### Passage to read:
Need for Rancher HA / Impact if down?

etlweather · May 25, 2018, 11:43pm

I’m wondering at what point does it become necessary to set up Rancher 2.x in HA. I have experience enough with Rancher 1.x with Cattle, but with Kubernetes I don’t really know.

From what I understand, all the workloads will continue operating as expected if the Rancher server is down, but you wouldn’t be able to deploy, upgrade or make changes to the various services/pod/whatever when it is down.

What about monitoring/restarting failed containers (i.e. health checking and handling)? Would that continue with the Rancher server down?

In other words, for a small/medium installation, if I have, let’s say, the capability of restoring the service within a few minutes, then HA would be an overkill?

Which brings the question - how much data is stored by the Rancher container? And does it change much?

–

Next there is the cluster. When setting up a cluster, you must run a number of nodes with etcd and control plane. 1, 3 or 5 is recommended. Obviously 1 is good in dev and more recommended for production.

But, what’s the impact if etcd and control plane are not up? In other words, what is the need versus the cost. Running it on 3 or 5 hosts maybe an overkill, in some circumstances, but one would need to understand the risk or what would be impacted.

Also, what is the necessity to run etcd and control plane on their dedicated hosts? Would it be reasonable to have, say 5 nodes that run workload, control plane and etcd?

jonas · May 27, 2018, 8:57am

I am in no way an expert … But just wanted to share my thoughts on the same question

We are currently running a 1.6 cluster, and is going to upgrade to 2.0 soon (Both K8s), our 1.6 is running single instance mode, and i am most likely going to do the same for 2.0. Mostly because in my experience if rancher goes down, it only affects the API, which of cause is critical, but manageable at least to us.

### Data provided:

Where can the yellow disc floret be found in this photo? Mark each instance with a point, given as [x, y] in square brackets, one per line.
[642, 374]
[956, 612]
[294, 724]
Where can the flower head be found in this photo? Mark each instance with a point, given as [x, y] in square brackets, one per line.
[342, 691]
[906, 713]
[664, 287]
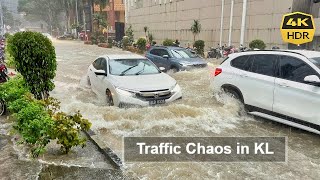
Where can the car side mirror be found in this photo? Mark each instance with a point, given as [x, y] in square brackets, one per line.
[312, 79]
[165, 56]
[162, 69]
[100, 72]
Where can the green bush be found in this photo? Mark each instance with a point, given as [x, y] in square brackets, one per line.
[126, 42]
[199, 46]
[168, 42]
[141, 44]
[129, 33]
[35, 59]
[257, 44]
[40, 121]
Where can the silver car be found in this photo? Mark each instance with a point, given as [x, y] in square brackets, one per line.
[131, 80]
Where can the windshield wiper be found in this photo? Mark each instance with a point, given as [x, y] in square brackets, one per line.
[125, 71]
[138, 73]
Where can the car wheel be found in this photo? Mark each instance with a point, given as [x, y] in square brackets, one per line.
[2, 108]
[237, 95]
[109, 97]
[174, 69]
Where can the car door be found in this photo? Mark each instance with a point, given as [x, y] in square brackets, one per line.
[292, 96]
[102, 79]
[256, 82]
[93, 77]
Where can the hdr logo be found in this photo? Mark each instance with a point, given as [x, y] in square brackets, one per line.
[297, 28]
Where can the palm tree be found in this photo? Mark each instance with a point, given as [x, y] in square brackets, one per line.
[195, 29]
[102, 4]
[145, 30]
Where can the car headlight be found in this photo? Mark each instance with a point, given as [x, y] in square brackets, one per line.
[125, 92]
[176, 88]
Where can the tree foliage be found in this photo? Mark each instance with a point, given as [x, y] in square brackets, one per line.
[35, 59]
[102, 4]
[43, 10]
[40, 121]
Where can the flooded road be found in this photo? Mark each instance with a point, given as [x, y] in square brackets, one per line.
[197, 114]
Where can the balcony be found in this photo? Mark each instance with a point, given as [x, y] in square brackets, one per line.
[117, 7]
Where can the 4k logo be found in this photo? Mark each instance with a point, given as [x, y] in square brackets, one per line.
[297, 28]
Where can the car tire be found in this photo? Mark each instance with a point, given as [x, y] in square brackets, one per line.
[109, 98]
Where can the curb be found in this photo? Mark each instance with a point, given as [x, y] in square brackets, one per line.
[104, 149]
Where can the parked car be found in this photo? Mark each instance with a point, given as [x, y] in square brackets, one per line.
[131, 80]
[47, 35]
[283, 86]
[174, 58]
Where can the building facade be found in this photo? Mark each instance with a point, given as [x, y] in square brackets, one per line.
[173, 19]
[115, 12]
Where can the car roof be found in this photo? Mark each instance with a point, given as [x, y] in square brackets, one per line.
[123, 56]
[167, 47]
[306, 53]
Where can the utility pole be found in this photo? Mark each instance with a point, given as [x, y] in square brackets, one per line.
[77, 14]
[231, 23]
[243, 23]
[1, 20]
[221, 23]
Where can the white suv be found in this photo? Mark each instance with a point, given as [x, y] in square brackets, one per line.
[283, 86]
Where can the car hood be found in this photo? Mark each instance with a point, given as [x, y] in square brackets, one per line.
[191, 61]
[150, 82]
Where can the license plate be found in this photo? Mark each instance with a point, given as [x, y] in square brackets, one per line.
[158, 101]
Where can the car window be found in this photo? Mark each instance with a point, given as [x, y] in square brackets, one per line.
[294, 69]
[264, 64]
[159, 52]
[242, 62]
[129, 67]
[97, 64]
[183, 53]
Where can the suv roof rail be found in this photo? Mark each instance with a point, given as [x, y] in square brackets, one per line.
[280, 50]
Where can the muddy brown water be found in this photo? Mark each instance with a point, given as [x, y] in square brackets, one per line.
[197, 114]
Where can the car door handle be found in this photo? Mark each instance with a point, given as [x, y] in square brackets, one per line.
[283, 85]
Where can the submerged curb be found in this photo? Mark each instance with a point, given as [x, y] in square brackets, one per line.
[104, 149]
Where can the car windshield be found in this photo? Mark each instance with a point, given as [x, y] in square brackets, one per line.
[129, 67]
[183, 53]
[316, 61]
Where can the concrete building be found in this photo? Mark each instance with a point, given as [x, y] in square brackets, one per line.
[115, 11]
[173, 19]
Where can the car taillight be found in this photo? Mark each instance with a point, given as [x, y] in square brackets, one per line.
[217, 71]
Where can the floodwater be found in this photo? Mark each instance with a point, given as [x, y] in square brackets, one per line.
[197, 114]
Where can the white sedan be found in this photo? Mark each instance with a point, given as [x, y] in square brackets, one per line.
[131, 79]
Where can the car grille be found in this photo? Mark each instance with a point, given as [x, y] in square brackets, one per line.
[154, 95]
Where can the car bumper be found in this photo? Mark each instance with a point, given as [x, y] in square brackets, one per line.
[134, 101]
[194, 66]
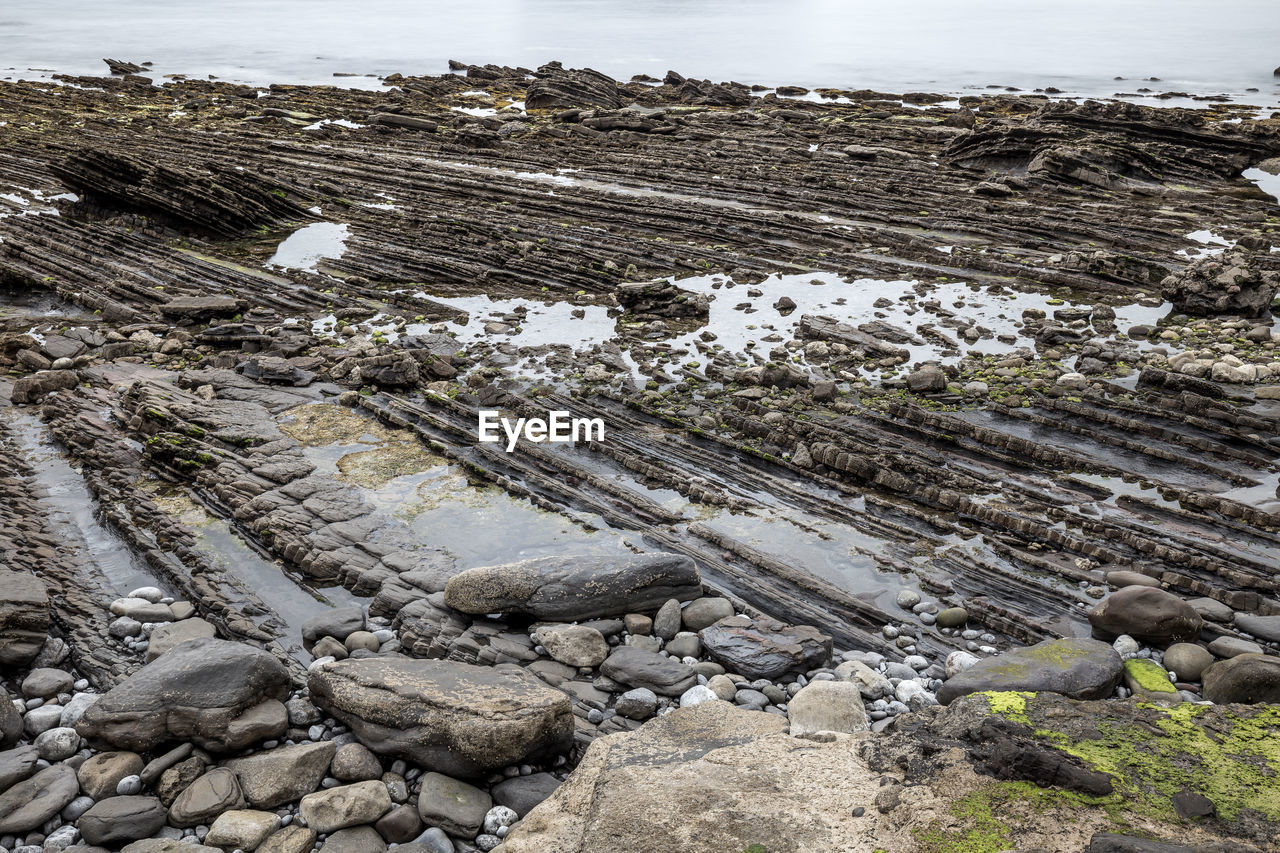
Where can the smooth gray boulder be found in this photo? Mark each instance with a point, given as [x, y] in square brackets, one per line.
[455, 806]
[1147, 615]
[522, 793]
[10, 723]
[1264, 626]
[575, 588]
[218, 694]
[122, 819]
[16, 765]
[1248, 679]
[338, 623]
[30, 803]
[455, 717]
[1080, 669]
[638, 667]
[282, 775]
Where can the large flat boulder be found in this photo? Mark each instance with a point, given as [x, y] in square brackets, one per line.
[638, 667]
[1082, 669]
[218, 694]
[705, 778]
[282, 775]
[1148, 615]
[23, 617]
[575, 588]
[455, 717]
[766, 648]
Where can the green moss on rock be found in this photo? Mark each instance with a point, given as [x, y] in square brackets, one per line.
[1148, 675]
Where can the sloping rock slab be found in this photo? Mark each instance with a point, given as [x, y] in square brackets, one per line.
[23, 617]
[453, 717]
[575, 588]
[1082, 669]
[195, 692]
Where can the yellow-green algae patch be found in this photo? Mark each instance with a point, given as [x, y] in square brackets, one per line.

--

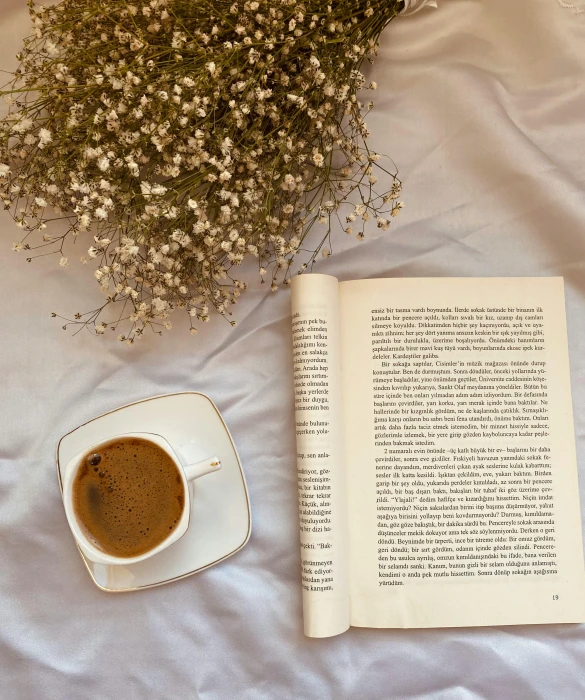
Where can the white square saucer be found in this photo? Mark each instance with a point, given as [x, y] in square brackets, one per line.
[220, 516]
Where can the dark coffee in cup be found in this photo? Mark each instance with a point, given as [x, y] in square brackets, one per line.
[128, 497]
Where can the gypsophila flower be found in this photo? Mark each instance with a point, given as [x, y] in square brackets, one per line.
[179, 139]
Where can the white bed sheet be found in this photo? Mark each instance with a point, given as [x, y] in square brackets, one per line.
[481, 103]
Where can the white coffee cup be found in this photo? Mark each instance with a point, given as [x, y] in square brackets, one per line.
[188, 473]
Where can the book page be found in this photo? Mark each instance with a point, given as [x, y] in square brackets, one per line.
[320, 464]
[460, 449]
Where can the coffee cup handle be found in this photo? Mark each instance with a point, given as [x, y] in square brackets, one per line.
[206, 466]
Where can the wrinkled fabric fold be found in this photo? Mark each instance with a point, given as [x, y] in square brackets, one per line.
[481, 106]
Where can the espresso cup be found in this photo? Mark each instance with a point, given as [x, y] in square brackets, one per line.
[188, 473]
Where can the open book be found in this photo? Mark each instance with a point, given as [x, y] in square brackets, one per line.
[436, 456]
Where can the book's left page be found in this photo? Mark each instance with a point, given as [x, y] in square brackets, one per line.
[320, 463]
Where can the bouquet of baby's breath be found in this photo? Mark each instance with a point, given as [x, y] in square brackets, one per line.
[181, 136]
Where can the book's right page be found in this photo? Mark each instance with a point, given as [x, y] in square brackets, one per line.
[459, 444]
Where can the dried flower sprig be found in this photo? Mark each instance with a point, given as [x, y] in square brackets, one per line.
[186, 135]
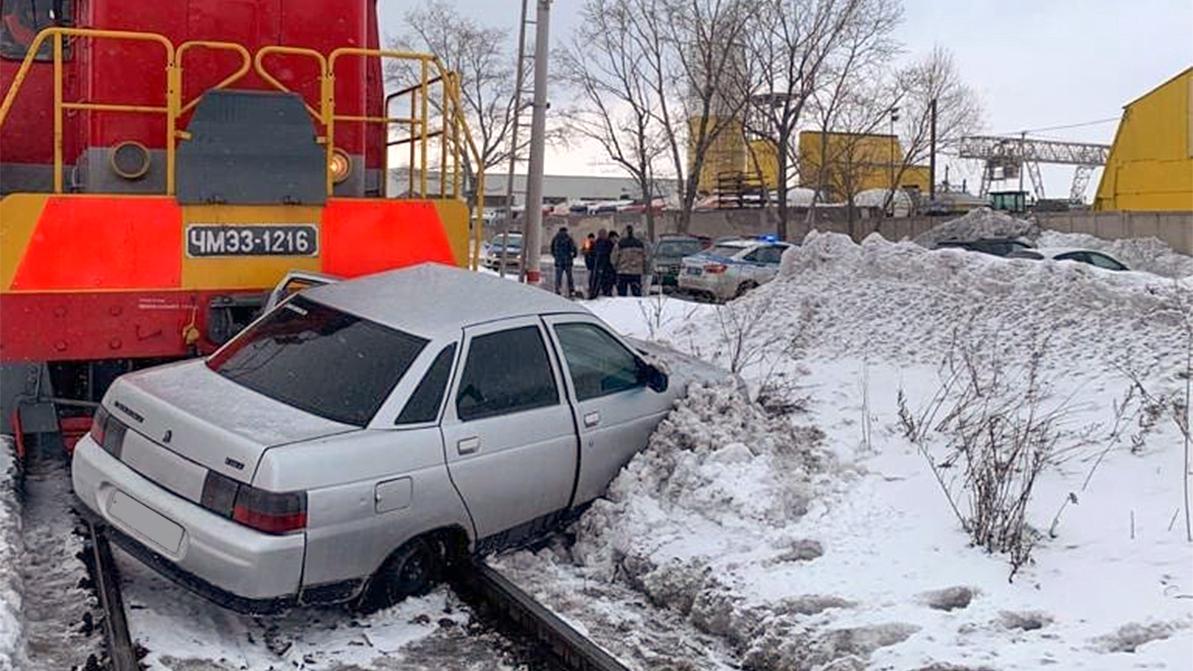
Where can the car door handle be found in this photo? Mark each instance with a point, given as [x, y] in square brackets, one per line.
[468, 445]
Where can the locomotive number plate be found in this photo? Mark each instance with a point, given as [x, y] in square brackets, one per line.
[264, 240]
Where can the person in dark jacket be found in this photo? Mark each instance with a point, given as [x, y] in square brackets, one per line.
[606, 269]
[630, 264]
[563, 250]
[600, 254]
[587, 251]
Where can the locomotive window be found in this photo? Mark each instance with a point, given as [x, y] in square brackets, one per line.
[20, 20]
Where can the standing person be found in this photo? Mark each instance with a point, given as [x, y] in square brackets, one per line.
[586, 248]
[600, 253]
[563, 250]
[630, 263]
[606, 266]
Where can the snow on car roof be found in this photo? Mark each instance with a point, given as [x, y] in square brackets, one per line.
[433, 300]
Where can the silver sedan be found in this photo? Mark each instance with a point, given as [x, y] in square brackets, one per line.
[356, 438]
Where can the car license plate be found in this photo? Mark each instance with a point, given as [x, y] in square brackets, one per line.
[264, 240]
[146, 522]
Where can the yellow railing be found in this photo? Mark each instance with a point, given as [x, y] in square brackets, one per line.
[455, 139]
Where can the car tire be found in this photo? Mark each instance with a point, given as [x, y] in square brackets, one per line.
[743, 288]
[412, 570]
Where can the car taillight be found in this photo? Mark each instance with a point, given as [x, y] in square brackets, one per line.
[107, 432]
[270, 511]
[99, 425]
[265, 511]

### Required tasks:
(a) In the forum thread about Rancher HA, what part of Rancher does the reply from jonas say is affected when Rancher goes down?
(b) Extract a passage from the forum thread about Rancher HA: begin at the words "etlweather · May" and stop after "it is down.".

### Solved problems:
(a) Only the API is affected.

(b)
etlweather · May 25, 2018, 11:43pm

I’m wondering at what point does it become necessary to set up Rancher 2.x in HA. I have experience enough with Rancher 1.x with Cattle, but with Kubernetes I don’t really know.

From what I understand, all the workloads will continue operating as expected if the Rancher server is down, but you wouldn’t be able to deploy, upgrade or make changes to the various services/pod/whatever when it is down.